The task: Leave out the pictures and repeat the rest of the material exactly.

## Begin Data provided

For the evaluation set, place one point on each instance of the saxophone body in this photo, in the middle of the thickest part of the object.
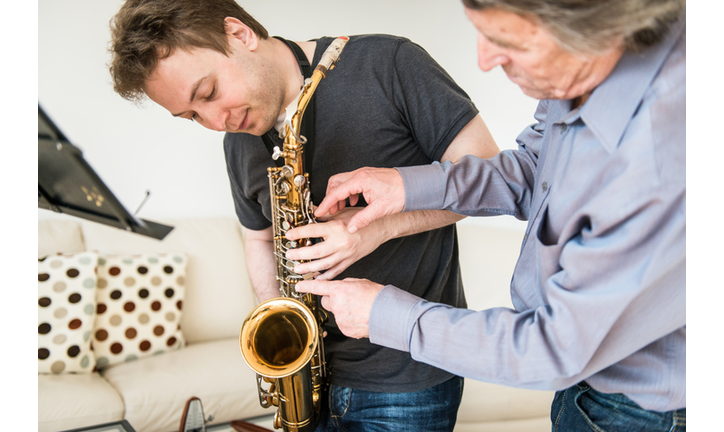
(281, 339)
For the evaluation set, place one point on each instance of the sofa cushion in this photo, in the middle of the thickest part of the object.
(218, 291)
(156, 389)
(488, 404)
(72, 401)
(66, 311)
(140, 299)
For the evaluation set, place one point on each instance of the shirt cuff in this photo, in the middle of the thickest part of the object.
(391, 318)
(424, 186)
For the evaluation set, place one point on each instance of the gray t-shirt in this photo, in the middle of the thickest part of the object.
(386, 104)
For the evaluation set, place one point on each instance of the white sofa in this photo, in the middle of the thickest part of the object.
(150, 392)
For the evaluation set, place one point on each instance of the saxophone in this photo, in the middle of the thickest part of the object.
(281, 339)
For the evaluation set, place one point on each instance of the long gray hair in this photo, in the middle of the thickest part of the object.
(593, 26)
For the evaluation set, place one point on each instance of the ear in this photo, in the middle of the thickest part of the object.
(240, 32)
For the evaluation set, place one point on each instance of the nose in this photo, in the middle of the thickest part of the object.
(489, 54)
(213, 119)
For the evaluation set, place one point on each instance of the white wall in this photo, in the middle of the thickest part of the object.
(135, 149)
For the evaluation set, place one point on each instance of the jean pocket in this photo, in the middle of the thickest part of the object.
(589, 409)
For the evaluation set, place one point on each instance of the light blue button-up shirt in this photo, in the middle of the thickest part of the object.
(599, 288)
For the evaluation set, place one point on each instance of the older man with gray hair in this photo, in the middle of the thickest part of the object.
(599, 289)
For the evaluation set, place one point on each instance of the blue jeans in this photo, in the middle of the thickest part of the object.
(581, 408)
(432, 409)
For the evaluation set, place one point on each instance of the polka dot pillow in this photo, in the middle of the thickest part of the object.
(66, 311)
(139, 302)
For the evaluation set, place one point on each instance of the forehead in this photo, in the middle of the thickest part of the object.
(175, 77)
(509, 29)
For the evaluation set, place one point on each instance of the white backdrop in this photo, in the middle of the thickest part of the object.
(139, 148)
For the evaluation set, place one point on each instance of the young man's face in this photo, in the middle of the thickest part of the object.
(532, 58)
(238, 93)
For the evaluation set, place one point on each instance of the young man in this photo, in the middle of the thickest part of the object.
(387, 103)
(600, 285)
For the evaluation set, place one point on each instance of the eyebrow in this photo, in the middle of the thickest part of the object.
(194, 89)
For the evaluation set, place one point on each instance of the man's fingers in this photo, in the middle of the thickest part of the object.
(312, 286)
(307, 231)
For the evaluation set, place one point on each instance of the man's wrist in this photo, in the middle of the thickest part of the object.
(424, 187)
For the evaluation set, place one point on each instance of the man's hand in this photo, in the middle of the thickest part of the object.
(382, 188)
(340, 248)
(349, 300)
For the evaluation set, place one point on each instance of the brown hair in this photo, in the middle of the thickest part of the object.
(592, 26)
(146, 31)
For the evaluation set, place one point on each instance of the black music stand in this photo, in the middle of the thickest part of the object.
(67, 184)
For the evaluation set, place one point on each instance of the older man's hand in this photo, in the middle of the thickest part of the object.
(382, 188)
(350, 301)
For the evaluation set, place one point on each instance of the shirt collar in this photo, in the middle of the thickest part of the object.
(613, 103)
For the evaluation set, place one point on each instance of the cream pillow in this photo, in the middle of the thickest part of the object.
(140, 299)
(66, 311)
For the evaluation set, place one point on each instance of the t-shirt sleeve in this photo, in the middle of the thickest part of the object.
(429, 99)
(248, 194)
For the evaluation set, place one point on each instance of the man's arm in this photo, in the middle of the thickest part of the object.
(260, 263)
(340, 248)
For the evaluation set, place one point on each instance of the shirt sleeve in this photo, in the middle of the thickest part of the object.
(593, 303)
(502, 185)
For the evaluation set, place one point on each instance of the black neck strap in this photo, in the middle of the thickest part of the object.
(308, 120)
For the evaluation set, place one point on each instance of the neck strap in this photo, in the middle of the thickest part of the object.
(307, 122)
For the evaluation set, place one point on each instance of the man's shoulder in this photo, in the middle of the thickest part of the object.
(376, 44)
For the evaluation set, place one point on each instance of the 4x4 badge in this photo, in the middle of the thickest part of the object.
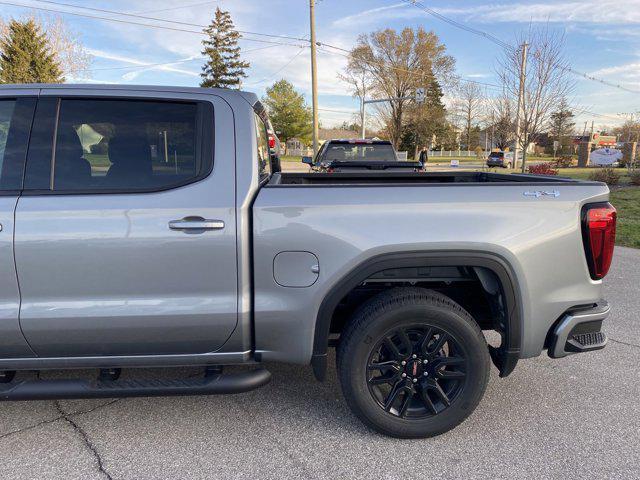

## End Data provided

Solution for this task:
For the evaluation set, place one point on each instance of the saxophone body in this photo, in the middle of the thickest part of the object.
(281, 339)
For the evaluation set, place one point on each instance of the sofa cushion in this photo, in the middle of the thickest part of the object.
(218, 291)
(156, 389)
(488, 404)
(72, 401)
(66, 311)
(140, 299)
For the evaluation set, place one point on each instance of the shirt cuff in this photo, in the middle of the thickest part of the object.
(391, 318)
(424, 186)
For the evaluation set, place one point on each instance of the gray t-shirt in this photo, in the middle of the thickest part of the object.
(386, 104)
For the evaluation set, place one point on each instance of the white sofa in this photo, in the middle of the thickest part of the object.
(150, 392)
For the evaluation set, place one point on each instance of the saxophone in this photo, in the middle of the thickest part of the object.
(281, 339)
For the evaluation set, place one point on each instance of the long gray hair in this photo, in the middle of the thickest part of the object.
(593, 26)
For the evaluation set, place one point on each instance of the ear in this photo, in the middle of the thickest part of the object.
(240, 32)
For the evaluation set, place one point on each instance of the nose in this photo, in the middle of the thickest part of the object.
(489, 54)
(213, 119)
For the evaluation set, place one point on each instance of the white wall in this photo, in the middle of the thickest part of the object.
(135, 149)
For the evaluation set, place one point on each instance of the jean pocket in this photo, in the middle of the thickest part of the object.
(589, 409)
For the evaluation set, place one point on each instance of the light blue button-up shirt in this photo, in the middle of the thickest part of the object.
(599, 288)
For the evaluation set, place one point on each instance of the older man with gray hair in this photo, in the middle of the thickest part of the object.
(599, 289)
For the evaluation set, place one point on each instance of the blue jeans in this photo, in the middle of the thickest part of the object.
(581, 408)
(432, 409)
For the evaluation set, place one point on each instance of the polka dot pillow in this photo, in the middle of the thickest part of the object.
(66, 311)
(139, 302)
For the evaluation set, place one point on each instance of the forehead in this photo, in the middle of the thickest part of the object.
(175, 77)
(509, 29)
For the evaluation set, place one point on each instance of the white backdrop in this photo, in the middle of the thickest part of the object.
(139, 148)
For the evaluation set, place one point on each instance of the young man's face in this photo, in the middle of the thickest part of the object.
(532, 58)
(238, 93)
For the evaluation set, place one point on each instance of the young man in this photo, in the middle of the thickest part of the object.
(387, 103)
(600, 285)
For the evaluation set, place one point on each instance of the eyebrow in this photo, in the middle of the thickest part of the object.
(194, 89)
For the evaluation set, place one point on each instance of the man's fingers in this photo, in the middle of the thickest part of the object.
(312, 286)
(307, 231)
For the evaluation set, place one point on each instance of the man's wrist in this photo, in the middle of the thickest part of the object.
(424, 187)
For the evaluation set, place one point on each instance of the man's hand in this photo, in the middle of the thickest part of the object.
(382, 188)
(340, 248)
(349, 300)
For the evaluation set, place one point on each instance of the brown hair in this photo, in the middle of the thickest part of the object.
(592, 26)
(146, 31)
For the evaluation set, place one point on each instance of the black music stand in this photo, in the middle of the thickest part of the object.
(67, 184)
For the evaluation set, place one point on each instance of the older man's hand in this photo, in the middle of the thickest part of the object.
(382, 188)
(350, 301)
For the evaluation set, place one point on each instance of the shirt collar in this photo, in the middle of the thickest part of the object.
(613, 103)
For the evaluation set, place one point on each instance of the cream pillow in this photo, in the middle of the thickest part of the object.
(140, 299)
(66, 311)
For the evaluation set, place one point on each instance of the t-shirt sleeve in this photo, in the middle of the thickest part of the object.
(429, 99)
(248, 194)
For the evaluation set, place one point on each instance of the man's arm in this photo, in the middle of the thickest part of the object.
(260, 263)
(340, 248)
For the evaluation set, place one point on each instance of the shirt sleeve in this photo, in the middle of the thickest part of the object.
(593, 303)
(502, 185)
For the evaluation set, place one point on each instance of the black neck strap in this photo, in the middle of the thickest part of the object.
(308, 120)
For the evaluation set, place one point on each instance of the neck strap in this photo, in the middle of the thickest part of the object.
(307, 122)
For the evaluation set, place one point on each instance of the man's shoulder in this photo, in the middle of the thickest part of the object.
(376, 44)
For the evaluation set, place one point on each instance of the 4x4 badge in this photo, in the middle of the thickest part of the object.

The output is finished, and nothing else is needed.